- Supplied passage -
- Opening Delimiter -
Embrace adaptation
By Mike Levans, Chief Editor -- Logistics Management, 11/1/2004
To spend some time with Tom Pellington is to understand why we continue to feature today's logistics and transportation superstars on the cover of Logistics Management. His positive attitude is infectious, and his unwavering desire to drive change and champion the integration of logistics into broader business processes verges on visionary.
In an age when it's too easy to lose yourself in the day-to-day grind, Pellington made the time to push the National Industrial Transportation League (NITL) into a more enlightened age of collaboration, pumping new energy into an organization that had long been wedged into a narrow regulatory silo. For his effort in implementing the League's Vision 2020 initiative, NITL, in conjunction with Logistics Management, will present the 2004 McCullough Logistics Executive of the Year Award to Pellington at the group's 97th Annual Meeting in San Antonio, Texas.
As I mention in this month's cover story, Pellington's work with NITL is just one reason why he's been tapped for this honor. I was perhaps most impressed by the fact that this industry veteran with 26 years at the same company—Cincinnati-based scrap-broker David J. Joseph Co.(DJJ)—holds the same healthy enthusiasm for adaptation as he did back in '78, when he was looking to round out his training in the new era of deregulation.
- Closing Delimiter -
- Input data -
- Opening Delimiter -
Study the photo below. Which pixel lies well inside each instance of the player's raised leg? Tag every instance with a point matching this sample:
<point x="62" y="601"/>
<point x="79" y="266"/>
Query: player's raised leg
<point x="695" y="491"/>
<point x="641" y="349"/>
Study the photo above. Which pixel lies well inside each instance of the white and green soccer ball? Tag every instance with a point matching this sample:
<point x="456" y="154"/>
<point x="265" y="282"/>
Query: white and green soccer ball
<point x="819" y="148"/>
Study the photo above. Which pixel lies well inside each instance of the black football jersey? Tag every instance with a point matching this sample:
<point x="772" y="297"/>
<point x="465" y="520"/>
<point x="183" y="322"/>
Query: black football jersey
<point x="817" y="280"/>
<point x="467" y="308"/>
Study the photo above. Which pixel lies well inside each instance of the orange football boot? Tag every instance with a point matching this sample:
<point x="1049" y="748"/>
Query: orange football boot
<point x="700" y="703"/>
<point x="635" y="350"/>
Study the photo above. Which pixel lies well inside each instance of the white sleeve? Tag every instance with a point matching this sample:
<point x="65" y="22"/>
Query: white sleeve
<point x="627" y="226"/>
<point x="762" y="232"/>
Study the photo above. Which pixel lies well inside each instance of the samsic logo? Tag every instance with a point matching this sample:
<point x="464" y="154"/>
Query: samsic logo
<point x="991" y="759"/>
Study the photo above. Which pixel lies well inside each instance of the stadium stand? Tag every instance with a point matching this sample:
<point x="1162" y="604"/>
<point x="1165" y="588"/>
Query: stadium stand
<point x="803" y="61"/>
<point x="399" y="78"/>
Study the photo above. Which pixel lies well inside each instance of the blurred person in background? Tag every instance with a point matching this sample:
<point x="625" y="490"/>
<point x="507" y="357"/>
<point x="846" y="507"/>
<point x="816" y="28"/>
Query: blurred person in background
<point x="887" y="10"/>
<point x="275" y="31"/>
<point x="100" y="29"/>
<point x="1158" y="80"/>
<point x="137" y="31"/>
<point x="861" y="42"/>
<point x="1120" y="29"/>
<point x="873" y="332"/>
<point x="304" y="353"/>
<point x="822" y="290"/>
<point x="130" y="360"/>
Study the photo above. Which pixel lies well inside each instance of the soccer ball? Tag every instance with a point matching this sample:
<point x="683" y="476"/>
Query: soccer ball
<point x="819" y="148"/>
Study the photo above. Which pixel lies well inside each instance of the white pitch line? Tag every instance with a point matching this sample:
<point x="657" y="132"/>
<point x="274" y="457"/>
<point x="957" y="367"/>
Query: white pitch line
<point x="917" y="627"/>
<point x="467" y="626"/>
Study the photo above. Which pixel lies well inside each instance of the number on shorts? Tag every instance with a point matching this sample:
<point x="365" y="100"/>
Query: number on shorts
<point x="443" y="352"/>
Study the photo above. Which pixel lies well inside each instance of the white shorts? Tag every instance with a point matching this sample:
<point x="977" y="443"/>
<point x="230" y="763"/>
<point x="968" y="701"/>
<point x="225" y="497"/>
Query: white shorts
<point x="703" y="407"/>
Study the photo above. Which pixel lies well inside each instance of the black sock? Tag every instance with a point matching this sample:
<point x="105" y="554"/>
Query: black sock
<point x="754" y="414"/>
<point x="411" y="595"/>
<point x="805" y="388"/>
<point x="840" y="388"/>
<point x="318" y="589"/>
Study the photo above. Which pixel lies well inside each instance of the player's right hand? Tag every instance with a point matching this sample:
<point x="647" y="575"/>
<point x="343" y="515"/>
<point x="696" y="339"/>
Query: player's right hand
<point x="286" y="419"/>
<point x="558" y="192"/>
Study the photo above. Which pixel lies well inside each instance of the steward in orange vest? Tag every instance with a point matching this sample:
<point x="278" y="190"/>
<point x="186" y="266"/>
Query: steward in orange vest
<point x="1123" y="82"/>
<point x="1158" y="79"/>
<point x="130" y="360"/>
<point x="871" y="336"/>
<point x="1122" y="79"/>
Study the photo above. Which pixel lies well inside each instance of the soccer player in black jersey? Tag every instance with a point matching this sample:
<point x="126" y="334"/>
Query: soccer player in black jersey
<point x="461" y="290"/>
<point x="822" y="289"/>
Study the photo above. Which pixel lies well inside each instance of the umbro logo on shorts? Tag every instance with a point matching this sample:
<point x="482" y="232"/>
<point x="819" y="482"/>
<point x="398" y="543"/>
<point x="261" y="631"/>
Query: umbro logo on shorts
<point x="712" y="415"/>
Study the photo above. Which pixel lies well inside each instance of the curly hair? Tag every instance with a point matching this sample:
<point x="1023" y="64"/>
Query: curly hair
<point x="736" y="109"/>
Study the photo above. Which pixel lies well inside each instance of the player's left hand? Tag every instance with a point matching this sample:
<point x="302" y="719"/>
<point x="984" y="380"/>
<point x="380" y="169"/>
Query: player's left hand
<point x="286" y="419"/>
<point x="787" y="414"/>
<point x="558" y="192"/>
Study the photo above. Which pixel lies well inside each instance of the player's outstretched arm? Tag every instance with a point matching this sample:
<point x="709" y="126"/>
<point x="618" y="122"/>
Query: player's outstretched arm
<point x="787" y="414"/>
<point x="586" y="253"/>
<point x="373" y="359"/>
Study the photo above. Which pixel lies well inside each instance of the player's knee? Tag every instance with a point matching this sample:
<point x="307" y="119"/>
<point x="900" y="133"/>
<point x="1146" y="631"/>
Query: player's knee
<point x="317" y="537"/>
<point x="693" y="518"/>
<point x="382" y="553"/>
- Closing Delimiter -
- Exercise directions -
Can you transcribe the whole editorial on Tom Pellington word for word? The items were drawn from a separate source.

- Exercise response -
Embrace adaptation
By Mike Levans, Chief Editor -- Logistics Management, 11/1/2004
To spend some time with Tom Pellington is to understand why we continue to feature today's logistics and transportation superstars on the cover of Logistics Management. His positive attitude is infectious, and his unwavering desire to drive change and champion the integration of logistics into broader business processes verges on visionary.
In an age when it's too easy to lose yourself in the day-to-day grind, Pellington made the time to push the National Industrial Transportation League (NITL) into a more enlightened age of collaboration, pumping new energy into an organization that had long been wedged into a narrow regulatory silo. For his effort in implementing the League's Vision 2020 initiative, NITL, in conjunction with Logistics Management, will present the 2004 McCullough Logistics Executive of the Year Award to Pellington at the group's 97th Annual Meeting in San Antonio, Texas.
As I mention in this month's cover story, Pellington's work with NITL is just one reason why he's been tapped for this honor. I was perhaps most impressed by the fact that this industry veteran with 26 years at the same company—Cincinnati-based scrap-broker David J. Joseph Co.(DJJ)—holds the same healthy enthusiasm for adaptation as he did back in '78, when he was looking to round out his training in the new era of deregulation.